● **TEXTO FORNECIDO**:
%%

DIFERENÇA ONTOLÓGICA E TEOLOGIA PÓS-TEÍSTA - TEXTO DE JOHN D. CAPUTO (TRADUÇÃO)
Diferença ontológica. Esta expressão se refere à distinção entre ser (Sein) e entes (Seienden) na obra de Martin Heidegger. Rastrear a origem desta expressão fornece uma visão valiosa sobre o desenvolvimento da obra de Heidegger e, para além de Heidegger, na filosofia continental atual, incluindo a gênese de uma teologia pós-teísta posterior à morte de Deus. Embora a distinção seja central em "Ser e Tempo", a expressão em si não aparece ali, sendo evidentemente reservada para “Tempo e Ser”, a famosa parte que faltava, e que acaba por conduzir a uma formulação mais radical na década de 1940.
Ser e entes são distintos: o ser não é um ente, no
entanto, embora distintos, eles não se encontram separados: o ser é sempre ser
do ente, e os entes só são entes em seu ser. Ser e ente pertencem um ao outro
em uma relação circular. O ser não deve ser pensado como se fosse o Ente Primeiro,
como Deus. A Deus, como a todo ente, pertence um modo próprio de ser, em
virtude do qual ele se manifesta. O ser não difere dos entes onticamente, como
um ente difere de outro ente, mas ontologicamente, como a condição sob a qual
os entes se manifestam. Sem o ser, nenhum ente se manifesta; quando os entes se
manifestam, não encontramos o ser entre eles.

%%

● **SEÇÃO DE DADOS**:

%%

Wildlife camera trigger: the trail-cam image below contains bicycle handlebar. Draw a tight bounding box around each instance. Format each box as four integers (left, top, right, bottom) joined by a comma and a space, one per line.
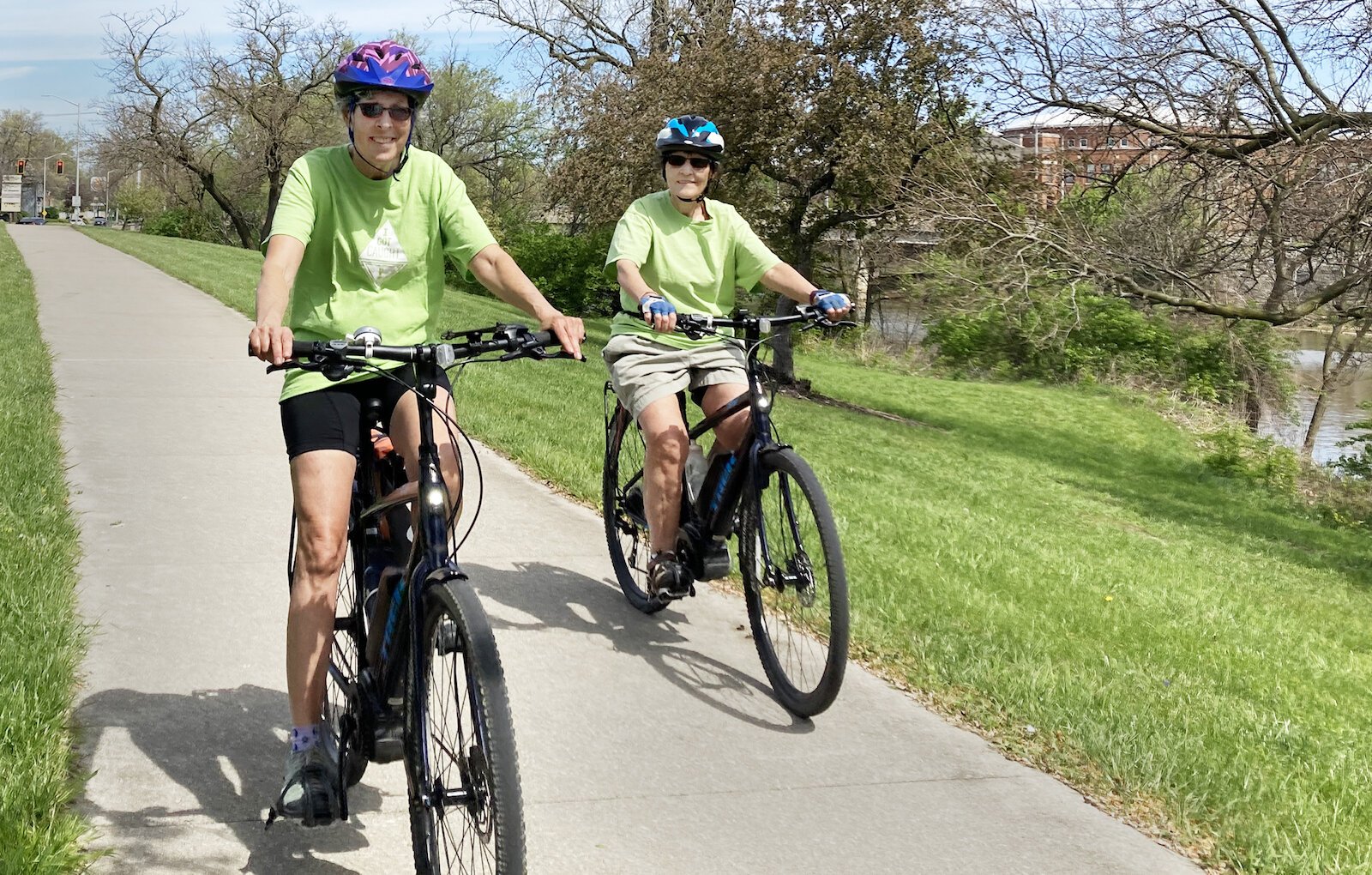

%%

● **SOBRE A TAREFA**: No texto sobre a diferença ontológica, em que obra de Heidegger a distinção é central, embora a expressão em si não apareça nela?

● **SOLUÇÃO**: Em "Ser e Tempo".